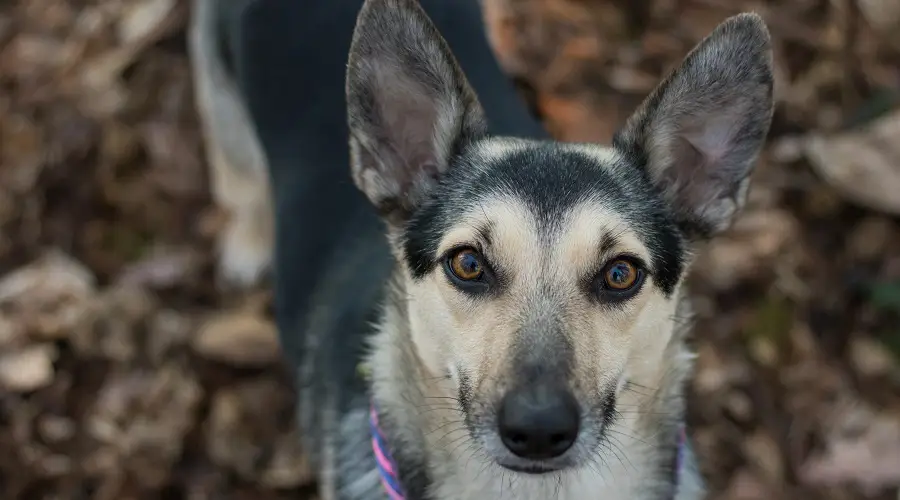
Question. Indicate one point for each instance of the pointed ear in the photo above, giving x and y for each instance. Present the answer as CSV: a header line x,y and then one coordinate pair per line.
x,y
409,106
700,132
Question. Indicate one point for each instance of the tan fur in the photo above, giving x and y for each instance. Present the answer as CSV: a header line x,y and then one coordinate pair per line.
x,y
235,157
640,341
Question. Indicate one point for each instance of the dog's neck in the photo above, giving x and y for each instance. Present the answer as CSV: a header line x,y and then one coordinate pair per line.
x,y
436,459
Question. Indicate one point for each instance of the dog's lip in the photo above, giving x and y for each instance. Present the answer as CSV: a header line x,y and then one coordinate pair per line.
x,y
534,469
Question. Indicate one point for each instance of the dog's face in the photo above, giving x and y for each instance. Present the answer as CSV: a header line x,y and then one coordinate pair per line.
x,y
541,277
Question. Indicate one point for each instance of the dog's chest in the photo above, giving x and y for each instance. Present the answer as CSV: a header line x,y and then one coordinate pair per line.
x,y
612,481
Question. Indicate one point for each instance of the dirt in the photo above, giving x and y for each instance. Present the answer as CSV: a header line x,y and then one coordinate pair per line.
x,y
126,371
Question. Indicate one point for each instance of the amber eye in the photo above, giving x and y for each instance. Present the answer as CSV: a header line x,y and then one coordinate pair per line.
x,y
466,265
620,275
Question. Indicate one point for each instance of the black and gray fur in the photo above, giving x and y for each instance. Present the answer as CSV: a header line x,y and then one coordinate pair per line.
x,y
359,262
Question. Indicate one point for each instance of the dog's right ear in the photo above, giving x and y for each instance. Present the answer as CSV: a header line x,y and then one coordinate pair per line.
x,y
410,108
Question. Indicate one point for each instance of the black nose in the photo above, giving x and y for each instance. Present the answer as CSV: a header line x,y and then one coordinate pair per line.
x,y
538,422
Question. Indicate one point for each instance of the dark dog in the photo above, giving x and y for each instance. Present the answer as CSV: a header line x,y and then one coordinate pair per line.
x,y
520,325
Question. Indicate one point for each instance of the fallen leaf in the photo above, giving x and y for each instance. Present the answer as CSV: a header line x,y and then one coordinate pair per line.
x,y
863,165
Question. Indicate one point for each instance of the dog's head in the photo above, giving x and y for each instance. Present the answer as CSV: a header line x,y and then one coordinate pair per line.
x,y
541,276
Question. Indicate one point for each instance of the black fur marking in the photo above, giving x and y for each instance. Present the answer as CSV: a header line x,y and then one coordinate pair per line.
x,y
550,180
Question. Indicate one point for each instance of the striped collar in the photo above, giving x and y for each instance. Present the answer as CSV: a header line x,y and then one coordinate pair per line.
x,y
388,468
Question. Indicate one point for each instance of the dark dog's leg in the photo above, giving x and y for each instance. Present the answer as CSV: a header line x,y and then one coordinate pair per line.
x,y
290,63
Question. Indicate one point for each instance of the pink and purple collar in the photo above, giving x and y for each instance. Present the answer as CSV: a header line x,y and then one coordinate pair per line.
x,y
388,468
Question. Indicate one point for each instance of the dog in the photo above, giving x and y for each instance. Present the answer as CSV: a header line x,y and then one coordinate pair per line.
x,y
473,310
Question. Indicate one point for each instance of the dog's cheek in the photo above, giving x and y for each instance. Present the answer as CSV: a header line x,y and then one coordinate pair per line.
x,y
651,332
431,325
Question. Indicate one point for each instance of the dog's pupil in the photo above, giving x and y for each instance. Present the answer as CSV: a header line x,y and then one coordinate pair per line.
x,y
619,273
469,264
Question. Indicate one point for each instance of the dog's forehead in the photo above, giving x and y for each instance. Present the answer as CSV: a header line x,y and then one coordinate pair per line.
x,y
574,197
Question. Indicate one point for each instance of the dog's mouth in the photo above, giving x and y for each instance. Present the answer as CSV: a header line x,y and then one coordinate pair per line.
x,y
534,469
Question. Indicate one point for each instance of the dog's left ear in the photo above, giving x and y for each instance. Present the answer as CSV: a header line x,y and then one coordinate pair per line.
x,y
700,132
410,108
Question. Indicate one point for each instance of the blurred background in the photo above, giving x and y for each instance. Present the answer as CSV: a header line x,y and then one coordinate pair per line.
x,y
126,372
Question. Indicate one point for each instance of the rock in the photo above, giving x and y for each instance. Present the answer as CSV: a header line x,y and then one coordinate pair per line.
x,y
27,369
50,297
238,338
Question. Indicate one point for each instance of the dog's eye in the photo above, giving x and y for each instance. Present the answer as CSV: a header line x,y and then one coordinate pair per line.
x,y
621,279
620,275
466,265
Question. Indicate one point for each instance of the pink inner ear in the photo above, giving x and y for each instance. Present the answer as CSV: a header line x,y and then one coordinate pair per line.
x,y
408,120
714,137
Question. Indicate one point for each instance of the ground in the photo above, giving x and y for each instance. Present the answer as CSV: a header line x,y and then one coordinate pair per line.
x,y
126,371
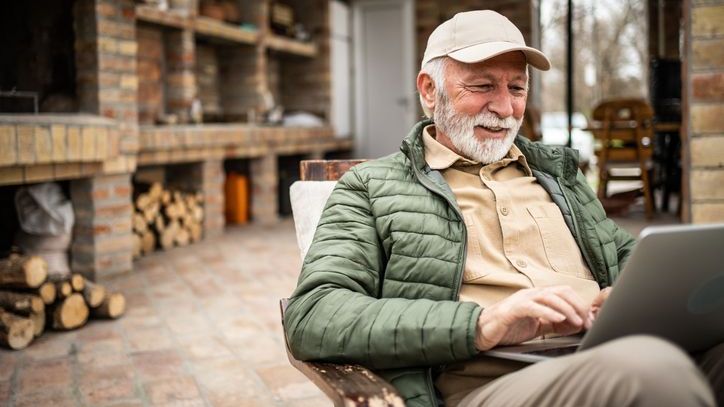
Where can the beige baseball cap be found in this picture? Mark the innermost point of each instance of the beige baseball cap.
(475, 36)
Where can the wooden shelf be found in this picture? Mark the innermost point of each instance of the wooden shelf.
(290, 46)
(215, 29)
(153, 15)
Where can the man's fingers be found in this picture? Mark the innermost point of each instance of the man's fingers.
(536, 310)
(559, 304)
(573, 299)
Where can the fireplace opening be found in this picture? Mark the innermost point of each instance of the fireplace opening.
(38, 67)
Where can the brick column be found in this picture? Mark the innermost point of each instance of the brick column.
(265, 182)
(180, 77)
(106, 51)
(102, 244)
(703, 110)
(212, 185)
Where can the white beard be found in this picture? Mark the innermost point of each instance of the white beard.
(460, 129)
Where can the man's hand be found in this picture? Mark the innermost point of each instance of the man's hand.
(531, 313)
(598, 303)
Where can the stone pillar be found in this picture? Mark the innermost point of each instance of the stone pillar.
(106, 51)
(180, 77)
(703, 111)
(265, 184)
(102, 243)
(212, 185)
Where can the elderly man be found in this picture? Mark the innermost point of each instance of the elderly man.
(471, 238)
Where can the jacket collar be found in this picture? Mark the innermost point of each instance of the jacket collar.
(561, 162)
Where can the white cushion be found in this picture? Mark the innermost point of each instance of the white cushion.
(308, 199)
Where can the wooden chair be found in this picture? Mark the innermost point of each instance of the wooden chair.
(626, 136)
(347, 385)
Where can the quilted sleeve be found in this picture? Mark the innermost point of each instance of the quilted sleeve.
(335, 314)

Stated task:
Without the images, write out each line of the data verbatim.

Exercise result:
Question. Indicate one point for each instance of the pointed ear in the photo above, giving x and y for each instance. Present the answer as CSV: a header line x,y and then one coordinate pair per line.
x,y
409,106
700,132
Question. Indicate one point for each instance of the tan fur in the photo above, giving x and y for each instance. Present the answer as CSV: a header line x,y and then one coordinate pair per line.
x,y
235,157
640,341
Question. Indicate one point for each instance of the dog's neck in the photo above, giving x and y for each instance. Present the answer as CSV: a header line x,y and then one coordinate pair per line.
x,y
436,459
Question. Indicate one point for each instance of the dog's lip in the photo above, giving x and y for each instance. Present the answer as CSV: a header line x,y and then one coordinate pair per line.
x,y
534,469
Question. Indicate one point for each instance of the dog's face in the photo above, giving x and y for each instance. Present the answer as CSV: a header line x,y and then one coordinate pair per line.
x,y
541,277
Question. Indicate one point for each instance of the dog's chest in the photo above, giving x and y for each instance. Present the answer as CSV: a header line x,y and then one coordinate pair per line.
x,y
612,481
Question. Indicate one point for each instance of the dirt in the photo above, giving x and y for each instance. Present the answer as CSV: a header line x,y and then one coordinate pair per line.
x,y
126,371
Question. Indicate one point for each instance of the amber eye in the photo above, giving x and y for each instance. Present the answer as CSV: a header line x,y and then one coordinate pair per line.
x,y
466,265
620,275
Question. Indicate one point for each instance of the black and gray fur in the photo above, giving x and y for each instance. Present the answer as CSV: a header line x,y and then one coordinate pair per line.
x,y
359,262
Question. Indicate one point for each instance of the dog's right ear in the photo above, giving x and y for each instance. Present the answer as CSV: a header line x,y and then one coordinate pair per line.
x,y
410,108
Question. Indicate one point for each instance of the black nose in the photo above, giving x and y for each instance. Present the answer as CSV: a header line x,y and then one coordinate pair per line.
x,y
538,422
Question. Indicate one point for each instance of the dark dog in the photo above, giving x and y for each instance. Present the answer as CSV: a header line x,y and then one coordinate pair per line.
x,y
520,325
Question. Indicate one point for each instance of the fallen leaf in the photo above, giving x and y for each instance. Present the answer as CSV: a header line x,y and then one coordinate pair per line.
x,y
863,165
Question. Indicate one point for each instance of the dog's head in the photo above, giving x and y for each instance. Present the answer as CSV: a header line x,y and then one coordinate pair per line.
x,y
541,276
Question. Indicate one point for each instance of the black fur marking in the photo above, giving x and y for each instance. Present the answer as CSV: a header line x,y and then one coordinate pair per line.
x,y
550,180
Question. Indicate one point for each instance of the striped collar in the photo above, giving x and y for each instance. Present the answer as CSV: a header line x,y and then one coordinate pair per line.
x,y
388,468
Question. Indicate one point for each instance of the dark dog's leg in the photo above, giving x and y for each instance. Present the answer as CSV: a header line x,y and then one coordinate pair per line.
x,y
290,63
Question. Indicate one point for each instance of the pink and purple collar in the photo above, giving x and y for each instance. Present the answer as CSV: a header line x,y and then one coordinate pair per line.
x,y
388,468
Question. Indicate one point for each instance of the dog in the photo above, giving x and y for each instance. Present the answer as CSV: a header line x,y and then one coordinate pair per line.
x,y
473,310
Question. Indicate one point for each instance of the dog's cheek in the photo above, giving x and y for each instance. Present the answer as CSV: a header line x,y and then one coordinate pair per line.
x,y
651,332
431,325
Question. Indicate one point for each instance of the dog's pupil in the photo above, giving x and y for each instance. Present the answer as CSV: a header line x,y and then one coordinate pair per line.
x,y
619,273
469,264
Question. Indicate one point for each instance of the dog's forehead in the photo above, giving x and y for each instance. Present the answer as CSV: a header line x,y and then one coordinate pair per line.
x,y
574,197
Question. Indicate one point for each instance of the dog's mouth in the photo above, giving x and y for each instance. Present the answer as CSV: a header line x,y and then one coordinate pair per line.
x,y
534,469
Question. Indicate one point for each instance of the dog's left ear in the photo above, giving x and y for each instance. Present the answer as CSV: a header line x,y and then one coordinate pair per line.
x,y
700,132
410,108
Question. Indicate one point for each instance of the blurred background in the photo above, giving x and y for each instance. Present the answer as CSV: a header line x,y and then one coordinate pair per line.
x,y
126,372
Question. Indicate one point for each instance of the rock in the photo above, giving x and y for each instance. Present the answer as CSV: a header line x,y and then one coordinate pair per line.
x,y
27,369
50,297
238,338
Question. Indicate one point for each instance of the dog's eye in the photo above, giving x and y for each instance. Present the answer as CSV: a header line x,y and then one coordinate pair per line.
x,y
621,279
620,275
466,265
Question. Indicate one point for each instance of the pink inner ear in the photo above, giving x and y for each instance. Present the answer as CSV: a header line x,y and then one coordinate pair per line.
x,y
408,120
714,137
Question. Indicate one point for each instance of the ground in the photo above, giving x and y for each instance. Present the answer as CSV: a header line x,y and then one coordinate pair per line.
x,y
126,371
Where can the beige baseball cap be found in this picture? Mark the innermost point of each instance of the beige baseball cap.
(475, 36)
Where can the wooden shelf be found in this picture? Mark the innermost point of each instance of the wooden shelf.
(290, 46)
(215, 29)
(153, 15)
Where can the man's fingers be found in this picture? Mark the innermost point of each instance of the man's fingers.
(536, 310)
(559, 304)
(573, 299)
Where can the fireplace opening be found in this picture? Mark the innermost point of each instance of the fireplace opening.
(38, 67)
Where can the brick column be found in this picture? Mark the innermost point of each instance of the brick column.
(265, 182)
(180, 77)
(106, 51)
(102, 244)
(703, 110)
(212, 185)
Where can the white beard be found in this picture? Mark the innermost point of each instance of the white beard.
(460, 129)
Where can the man's hand be found in this picture? Mark the innermost point of each instance of the man's hand.
(531, 313)
(598, 303)
Where can the stone pillar be found in this picture? Mark the innermost point of each instance of the stone pillar.
(106, 51)
(180, 77)
(703, 111)
(265, 184)
(102, 243)
(212, 185)
Where can the elderly man be found in this picture? Mark the innermost point of each instance of the elderly man.
(471, 238)
Where can the jacket collar be found in this picture? Mark the innermost point of each instance of the jacket collar.
(561, 162)
Where can the white cushion be found in this picture? Mark the innermost point of each instance of the white cushion.
(308, 199)
Where can the wooden chair be found in this picture? Mark the innermost point of each instance of the wooden chair.
(626, 136)
(347, 385)
Where can the quilted sleeve be found in this picture? Mark the innermost point of each instance of the quilted sleeve.
(335, 314)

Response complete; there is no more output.